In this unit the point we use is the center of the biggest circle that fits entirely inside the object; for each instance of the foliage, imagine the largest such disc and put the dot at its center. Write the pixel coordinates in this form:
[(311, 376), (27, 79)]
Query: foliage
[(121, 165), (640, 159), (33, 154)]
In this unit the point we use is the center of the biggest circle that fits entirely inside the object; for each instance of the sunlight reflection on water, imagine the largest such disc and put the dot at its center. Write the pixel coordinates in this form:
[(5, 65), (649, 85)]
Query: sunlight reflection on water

::::::::::

### Task description
In the data above, tally the lines that contain the string "point" and give that figure alone.

### Your response
2